Assigned task = Produce a verbatim copy of the following records, leaving out all pictures.
*** Opening of Extracted material ***
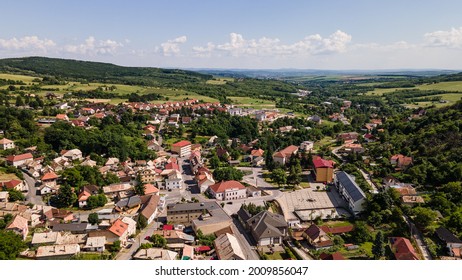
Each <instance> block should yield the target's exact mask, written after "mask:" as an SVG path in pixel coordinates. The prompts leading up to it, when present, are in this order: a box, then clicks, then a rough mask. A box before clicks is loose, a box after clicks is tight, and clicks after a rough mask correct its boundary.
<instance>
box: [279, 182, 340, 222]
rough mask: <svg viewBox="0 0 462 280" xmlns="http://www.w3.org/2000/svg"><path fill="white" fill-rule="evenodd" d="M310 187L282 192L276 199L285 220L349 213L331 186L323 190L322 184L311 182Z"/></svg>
mask: <svg viewBox="0 0 462 280" xmlns="http://www.w3.org/2000/svg"><path fill="white" fill-rule="evenodd" d="M310 185H311V187H310V188H305V189H302V190H295V191H291V192H284V193H283V195H282V197H280V198H278V199H277V201H278V202H279V205H280V206H281V208H282V211H283V213H284V217H285V218H286V220H293V219H300V220H302V221H310V220H313V219H315V218H316V217H319V216H321V218H323V219H329V218H332V217H336V216H337V217H339V216H342V215H347V216H348V215H349V212H348V211H347V210H346V209H347V207H346V204H345V202H344V201H343V200H342V198H341V197H340V195H339V194H338V192H337V190H336V189H335V188H334V187H332V188H331V190H330V191H325V190H324V187H325V186H324V184H319V185H320V188H319V190H317V189H316V185H318V184H316V183H311V184H310Z"/></svg>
*** Close of Extracted material ***
Written answer =
Each <instance> block should yield the target's exact mask, written after "mask:" as an SVG path in pixel coordinates. The prompts leading up to it, when present, are in this order: a box, then clicks, then a rough mask. A box before clicks is loose, a box after clicks is tight, and clicks after a rough mask correct its boundary.
<instance>
box: [279, 182, 340, 222]
rough mask: <svg viewBox="0 0 462 280" xmlns="http://www.w3.org/2000/svg"><path fill="white" fill-rule="evenodd" d="M310 187L282 192L276 199L285 220L349 213L331 186L323 190L322 184L311 182Z"/></svg>
mask: <svg viewBox="0 0 462 280" xmlns="http://www.w3.org/2000/svg"><path fill="white" fill-rule="evenodd" d="M310 185H311V187H310V188H305V189H302V190H295V191H291V192H284V193H283V195H282V197H280V198H278V199H277V201H278V202H279V205H280V206H281V208H282V211H283V213H284V217H285V218H286V220H293V219H300V220H302V221H310V220H313V219H315V218H316V217H319V216H321V218H323V219H329V218H332V217H336V216H337V217H339V216H342V215H347V216H348V215H349V212H348V211H347V210H346V209H347V207H346V204H345V202H344V201H343V200H342V198H341V197H340V195H339V194H338V192H337V190H336V189H335V188H334V187H332V188H331V190H330V191H325V190H324V187H325V186H324V184H319V185H320V188H319V190H317V189H316V185H318V184H316V183H311V184H310Z"/></svg>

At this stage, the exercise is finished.